- Assignment
If a line in the listing contains "below", copy it out whole.

'''

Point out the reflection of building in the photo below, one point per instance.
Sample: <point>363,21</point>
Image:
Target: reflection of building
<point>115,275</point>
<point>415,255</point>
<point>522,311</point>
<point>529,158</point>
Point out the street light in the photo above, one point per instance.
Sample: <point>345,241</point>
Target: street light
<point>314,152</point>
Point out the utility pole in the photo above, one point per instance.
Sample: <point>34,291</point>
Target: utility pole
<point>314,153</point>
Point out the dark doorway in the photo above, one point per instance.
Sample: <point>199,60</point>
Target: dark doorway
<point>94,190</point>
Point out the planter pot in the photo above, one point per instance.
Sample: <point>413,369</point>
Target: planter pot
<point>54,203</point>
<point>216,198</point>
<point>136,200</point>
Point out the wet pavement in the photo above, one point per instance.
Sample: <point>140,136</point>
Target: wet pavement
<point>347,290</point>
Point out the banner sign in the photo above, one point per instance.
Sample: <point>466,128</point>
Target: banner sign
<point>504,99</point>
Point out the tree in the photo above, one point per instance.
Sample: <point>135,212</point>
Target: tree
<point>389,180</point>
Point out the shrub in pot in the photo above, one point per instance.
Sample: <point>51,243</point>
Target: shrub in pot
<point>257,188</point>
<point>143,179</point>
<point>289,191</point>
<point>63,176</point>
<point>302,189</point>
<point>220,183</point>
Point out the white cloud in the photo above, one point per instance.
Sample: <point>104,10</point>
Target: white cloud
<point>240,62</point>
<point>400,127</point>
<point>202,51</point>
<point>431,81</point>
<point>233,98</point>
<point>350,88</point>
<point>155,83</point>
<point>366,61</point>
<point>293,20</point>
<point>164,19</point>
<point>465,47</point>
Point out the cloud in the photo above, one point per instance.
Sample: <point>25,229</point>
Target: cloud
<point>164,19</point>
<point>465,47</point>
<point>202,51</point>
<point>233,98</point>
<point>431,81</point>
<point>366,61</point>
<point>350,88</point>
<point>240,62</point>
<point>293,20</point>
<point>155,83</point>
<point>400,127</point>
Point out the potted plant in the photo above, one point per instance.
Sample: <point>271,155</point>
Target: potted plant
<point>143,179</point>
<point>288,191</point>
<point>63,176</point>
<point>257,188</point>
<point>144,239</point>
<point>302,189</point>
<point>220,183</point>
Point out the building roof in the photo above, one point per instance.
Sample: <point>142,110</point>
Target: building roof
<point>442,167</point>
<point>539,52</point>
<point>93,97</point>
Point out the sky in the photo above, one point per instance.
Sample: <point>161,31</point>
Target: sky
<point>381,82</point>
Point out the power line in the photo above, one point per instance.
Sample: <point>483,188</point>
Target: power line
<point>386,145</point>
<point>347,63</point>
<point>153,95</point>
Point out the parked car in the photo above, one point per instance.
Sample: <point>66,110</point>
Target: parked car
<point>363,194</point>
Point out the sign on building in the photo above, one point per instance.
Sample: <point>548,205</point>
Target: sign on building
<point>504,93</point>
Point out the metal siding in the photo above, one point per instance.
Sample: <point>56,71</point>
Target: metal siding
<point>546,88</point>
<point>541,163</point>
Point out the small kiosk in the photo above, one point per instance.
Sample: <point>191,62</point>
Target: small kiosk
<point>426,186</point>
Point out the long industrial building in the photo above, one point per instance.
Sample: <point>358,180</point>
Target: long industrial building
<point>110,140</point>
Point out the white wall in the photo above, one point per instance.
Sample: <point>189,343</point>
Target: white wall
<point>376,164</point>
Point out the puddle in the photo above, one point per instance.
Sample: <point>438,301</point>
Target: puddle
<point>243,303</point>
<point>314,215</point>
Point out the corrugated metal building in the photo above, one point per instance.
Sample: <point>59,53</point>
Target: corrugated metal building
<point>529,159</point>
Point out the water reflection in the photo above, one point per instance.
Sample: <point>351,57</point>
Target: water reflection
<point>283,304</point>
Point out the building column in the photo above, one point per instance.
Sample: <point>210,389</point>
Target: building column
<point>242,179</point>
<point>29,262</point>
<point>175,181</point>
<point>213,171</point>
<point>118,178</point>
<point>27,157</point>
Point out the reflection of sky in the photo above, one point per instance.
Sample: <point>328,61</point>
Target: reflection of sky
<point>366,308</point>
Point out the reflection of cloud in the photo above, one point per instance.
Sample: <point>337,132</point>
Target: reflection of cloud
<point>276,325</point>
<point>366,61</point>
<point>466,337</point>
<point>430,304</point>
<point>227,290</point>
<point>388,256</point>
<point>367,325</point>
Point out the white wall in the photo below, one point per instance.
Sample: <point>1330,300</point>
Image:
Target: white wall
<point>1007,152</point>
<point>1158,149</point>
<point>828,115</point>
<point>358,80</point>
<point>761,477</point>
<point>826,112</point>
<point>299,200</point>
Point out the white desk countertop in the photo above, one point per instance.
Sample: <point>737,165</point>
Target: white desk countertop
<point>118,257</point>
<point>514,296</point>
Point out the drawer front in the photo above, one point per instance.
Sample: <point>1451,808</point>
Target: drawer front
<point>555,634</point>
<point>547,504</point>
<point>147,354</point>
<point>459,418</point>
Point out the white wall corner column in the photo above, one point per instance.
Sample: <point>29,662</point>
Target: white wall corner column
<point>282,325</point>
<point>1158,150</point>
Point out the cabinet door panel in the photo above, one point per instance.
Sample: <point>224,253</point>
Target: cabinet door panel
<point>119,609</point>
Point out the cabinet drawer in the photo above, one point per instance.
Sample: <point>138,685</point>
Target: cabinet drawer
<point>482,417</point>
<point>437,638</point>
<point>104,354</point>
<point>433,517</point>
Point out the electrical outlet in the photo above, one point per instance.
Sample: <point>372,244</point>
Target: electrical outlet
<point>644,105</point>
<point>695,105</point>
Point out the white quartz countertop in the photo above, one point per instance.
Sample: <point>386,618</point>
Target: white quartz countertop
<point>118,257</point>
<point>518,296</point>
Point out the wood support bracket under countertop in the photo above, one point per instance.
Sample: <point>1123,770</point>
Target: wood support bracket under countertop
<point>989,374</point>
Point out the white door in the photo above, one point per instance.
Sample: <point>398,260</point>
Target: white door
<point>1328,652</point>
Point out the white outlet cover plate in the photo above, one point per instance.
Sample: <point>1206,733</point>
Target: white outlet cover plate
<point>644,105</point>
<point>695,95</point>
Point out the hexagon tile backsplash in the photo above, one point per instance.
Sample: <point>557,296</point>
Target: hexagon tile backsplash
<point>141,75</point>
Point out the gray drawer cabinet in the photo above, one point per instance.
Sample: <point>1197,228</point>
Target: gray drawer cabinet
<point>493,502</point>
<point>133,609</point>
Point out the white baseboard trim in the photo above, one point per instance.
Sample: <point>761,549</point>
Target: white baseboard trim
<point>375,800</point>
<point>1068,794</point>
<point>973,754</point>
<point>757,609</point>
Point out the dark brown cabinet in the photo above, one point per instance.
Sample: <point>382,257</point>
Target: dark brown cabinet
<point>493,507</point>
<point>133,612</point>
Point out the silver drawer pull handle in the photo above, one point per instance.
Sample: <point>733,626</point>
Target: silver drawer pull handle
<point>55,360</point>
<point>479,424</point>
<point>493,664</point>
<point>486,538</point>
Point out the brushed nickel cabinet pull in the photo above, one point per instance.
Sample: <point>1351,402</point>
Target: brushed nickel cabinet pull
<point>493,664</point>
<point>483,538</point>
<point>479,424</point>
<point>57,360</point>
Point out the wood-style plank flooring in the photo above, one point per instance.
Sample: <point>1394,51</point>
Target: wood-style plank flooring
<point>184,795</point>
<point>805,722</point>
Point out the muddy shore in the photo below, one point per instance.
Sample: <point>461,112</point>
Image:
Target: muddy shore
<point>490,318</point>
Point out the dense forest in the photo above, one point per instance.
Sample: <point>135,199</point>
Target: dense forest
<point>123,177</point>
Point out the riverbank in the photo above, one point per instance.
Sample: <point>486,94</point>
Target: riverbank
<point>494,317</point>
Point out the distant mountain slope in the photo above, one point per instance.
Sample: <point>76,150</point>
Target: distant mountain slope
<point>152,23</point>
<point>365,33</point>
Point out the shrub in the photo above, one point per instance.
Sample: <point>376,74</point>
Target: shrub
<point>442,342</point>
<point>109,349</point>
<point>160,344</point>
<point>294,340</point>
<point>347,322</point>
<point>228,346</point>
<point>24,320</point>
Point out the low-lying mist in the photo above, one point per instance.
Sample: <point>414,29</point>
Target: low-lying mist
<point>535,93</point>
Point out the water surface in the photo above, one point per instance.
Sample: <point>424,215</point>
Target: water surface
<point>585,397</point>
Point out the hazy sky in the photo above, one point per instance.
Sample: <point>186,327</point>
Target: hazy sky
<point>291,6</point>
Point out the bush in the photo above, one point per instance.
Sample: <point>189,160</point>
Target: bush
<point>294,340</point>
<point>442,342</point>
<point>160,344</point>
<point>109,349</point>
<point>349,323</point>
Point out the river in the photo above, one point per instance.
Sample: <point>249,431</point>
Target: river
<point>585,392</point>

'''

- Result of the exercise
Point out the reflection of building in the photo below, one point per instance.
Point out the white wall in the photo below, one point per instance.
Point out the muddy shore in the photo below, one point per instance.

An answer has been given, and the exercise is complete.